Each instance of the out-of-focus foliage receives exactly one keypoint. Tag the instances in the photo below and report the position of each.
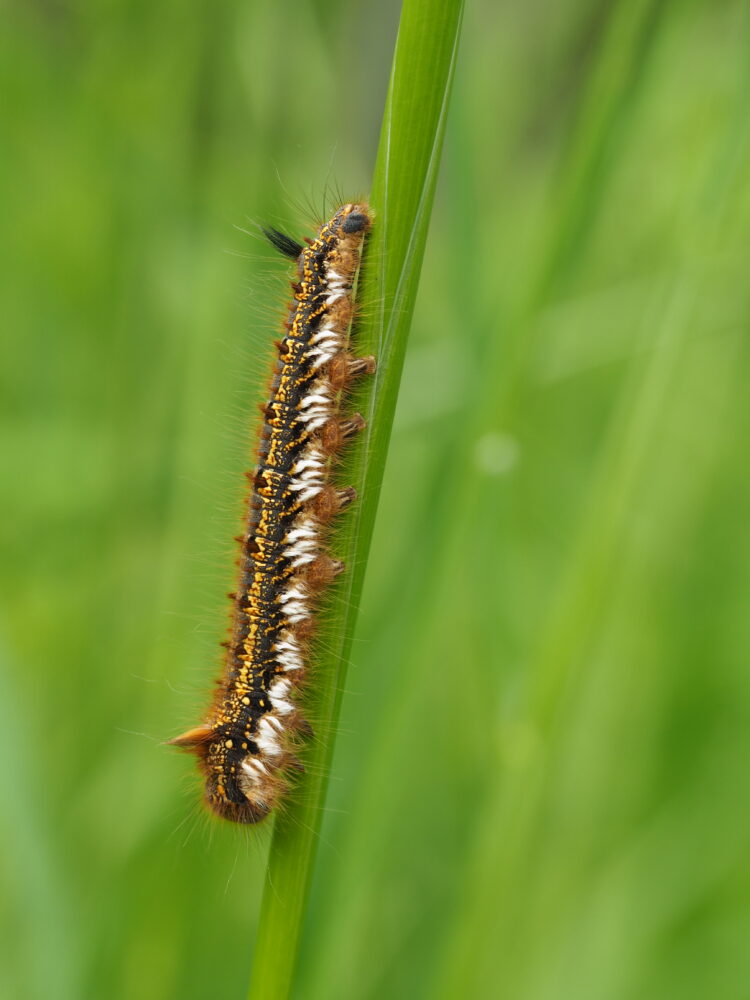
(539, 784)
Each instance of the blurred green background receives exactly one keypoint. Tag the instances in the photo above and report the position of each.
(540, 783)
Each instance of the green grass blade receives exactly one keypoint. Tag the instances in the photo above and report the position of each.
(402, 194)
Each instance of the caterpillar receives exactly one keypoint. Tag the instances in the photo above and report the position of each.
(245, 747)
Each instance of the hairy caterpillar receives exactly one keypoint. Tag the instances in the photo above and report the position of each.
(244, 747)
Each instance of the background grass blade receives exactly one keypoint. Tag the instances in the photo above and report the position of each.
(402, 194)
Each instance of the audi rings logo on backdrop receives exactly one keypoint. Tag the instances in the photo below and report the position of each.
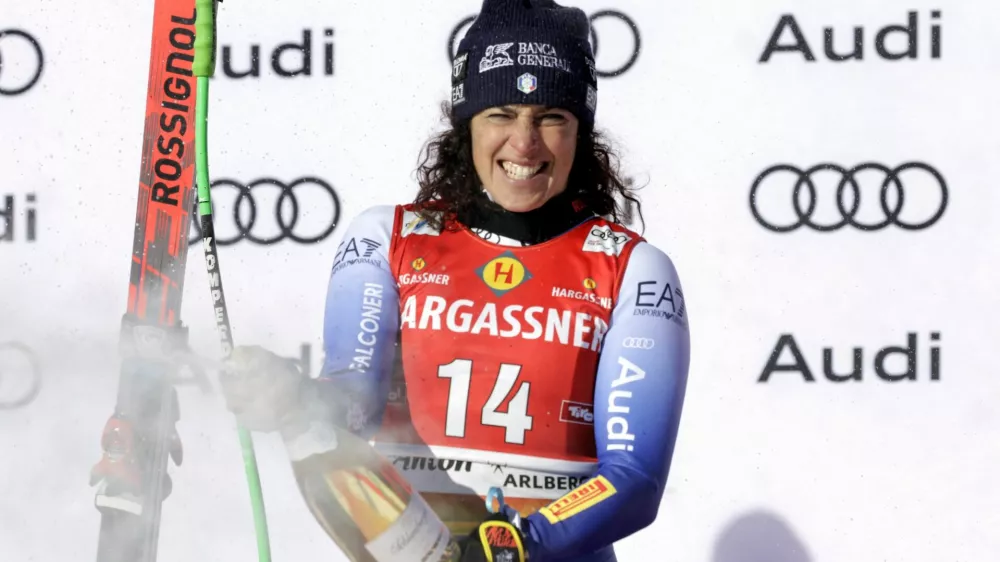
(268, 211)
(605, 67)
(638, 343)
(912, 196)
(20, 375)
(21, 61)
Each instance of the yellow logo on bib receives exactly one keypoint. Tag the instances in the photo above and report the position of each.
(503, 273)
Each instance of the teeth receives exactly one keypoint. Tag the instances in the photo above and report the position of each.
(517, 172)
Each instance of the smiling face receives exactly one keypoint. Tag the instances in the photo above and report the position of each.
(523, 153)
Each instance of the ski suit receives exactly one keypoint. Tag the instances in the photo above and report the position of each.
(555, 372)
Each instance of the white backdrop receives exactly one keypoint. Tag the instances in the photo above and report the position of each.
(783, 470)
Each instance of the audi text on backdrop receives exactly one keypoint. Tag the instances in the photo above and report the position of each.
(10, 215)
(281, 219)
(21, 61)
(282, 57)
(893, 42)
(838, 373)
(603, 69)
(931, 201)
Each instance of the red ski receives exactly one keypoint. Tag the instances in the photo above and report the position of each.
(139, 437)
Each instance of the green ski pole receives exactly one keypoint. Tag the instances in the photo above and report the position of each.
(204, 68)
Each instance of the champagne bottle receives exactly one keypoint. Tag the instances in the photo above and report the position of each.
(361, 500)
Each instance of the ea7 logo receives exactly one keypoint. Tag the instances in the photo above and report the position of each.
(603, 239)
(350, 250)
(638, 343)
(576, 412)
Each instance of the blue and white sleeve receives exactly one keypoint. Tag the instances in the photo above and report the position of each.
(361, 323)
(641, 381)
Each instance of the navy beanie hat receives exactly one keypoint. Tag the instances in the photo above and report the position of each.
(525, 52)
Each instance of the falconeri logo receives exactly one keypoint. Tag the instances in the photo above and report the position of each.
(503, 273)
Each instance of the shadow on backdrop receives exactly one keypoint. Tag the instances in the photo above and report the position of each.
(759, 537)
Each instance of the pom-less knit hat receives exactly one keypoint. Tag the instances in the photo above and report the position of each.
(525, 52)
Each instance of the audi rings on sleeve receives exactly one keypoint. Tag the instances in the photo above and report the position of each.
(804, 211)
(246, 222)
(457, 32)
(20, 376)
(14, 57)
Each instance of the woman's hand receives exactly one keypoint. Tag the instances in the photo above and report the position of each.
(261, 388)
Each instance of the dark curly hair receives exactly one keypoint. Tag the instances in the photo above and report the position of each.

### Exercise brief
Transcribe the records above exactly, without images.

### Answer space
Each instance of the out-of-focus foliage receives exactly one keypoint. Tag the instances in the photo below and report the position of each.
(539, 784)
Each instance of the blurred green background receives exactly one keypoint. Tag the instances in the photo above and report the position of each.
(540, 783)
Each instance of the green grass blade receives exactly one keypoint. Tag the instances in the photo above and report the position of each.
(402, 194)
Each instance of the caterpillar receives exactly one keypoint. Tag the instances in the photo above and report the position of each.
(245, 747)
Each instance of the hairy caterpillar receives exactly one keypoint. Tag the instances in the photo above and report the position of each.
(244, 747)
Each instance of the background grass blade receives exactly one keypoint. Tag the instances in the photo above and report the position of each.
(402, 194)
Each instance of the audi rings logo on backdrop receives exactly one keypoint. Tag the instances in the photo below and report the position of each.
(268, 211)
(605, 67)
(638, 343)
(912, 196)
(20, 375)
(21, 61)
Each instance of the yellow logo on bib receives exactly one keypoint. Tag the instances in the photo above and report the position of each.
(503, 273)
Each instance of the teeth receives exactly one keypoint. Tag the instances in the photo above and report the position of each.
(517, 172)
Each instance of the smiling face receives exactly one keypoint. Tag the instances in the photo above and report the position of each.
(523, 153)
Each instance of the ski suit receives exactly one keypoint. Tag the instances in the photo above and report the position of each.
(555, 372)
Each instance of the white backdrop receives exactly one keypoint. Tag the instances in the photo above and report the position of each.
(783, 470)
Each instance of the audi text on backdrop receives exactly one keypoint. Tag the instances in the photo above and report the position of each.
(10, 215)
(281, 219)
(21, 61)
(282, 57)
(893, 42)
(838, 373)
(603, 69)
(931, 201)
Each instance of the red ski receives exactly one keypoint. Tag the instances in the photo above and report the position of each.
(139, 437)
Each instance of the green ski pole receives exactly one keypoint. Tag the instances in the photo above and report the position of each.
(204, 68)
Each instance of the champagne bottle receives exactly one keypoint. Tag the instances in the photo above and report the position of each.
(361, 500)
Each instance of the ea7 logo receives exactly one keypoint. Tag the instances in the photo above and report the position of each.
(603, 239)
(350, 250)
(638, 343)
(576, 412)
Each instance of the blue and white sleeve receives exactly one keypoint. Tag the instances in the photo above and report the position of each.
(361, 323)
(641, 381)
Each instance of the navy beanie hat receives exactly one keypoint. Tag the instances in the photo above and report the position of each.
(525, 52)
Each instance of the falconeri logo receives exactly one keypoint. Tag the instances in the photo above and report the position of each.
(503, 273)
Each instance of the shadow on backdrop receives exactly one keypoint. Tag the instances in the photo above and report the position of each.
(759, 537)
Each instance of the pom-less knit hat receives exactly one keypoint. Tag the instances in the photo above and report the position of each.
(525, 52)
Each instance of the audi rings on sleeve receives exactly one keypoint. Tag the instances in the photo above and report the position of each.
(804, 211)
(246, 222)
(457, 32)
(20, 376)
(14, 57)
Each instance of the woman's hand receives exactly one keypoint. Tag the instances in the photo above and report the position of each.
(261, 388)
Each instance of the dark curly hair receives exactly one keypoint. Tag the instances in the photo above and report the position of each.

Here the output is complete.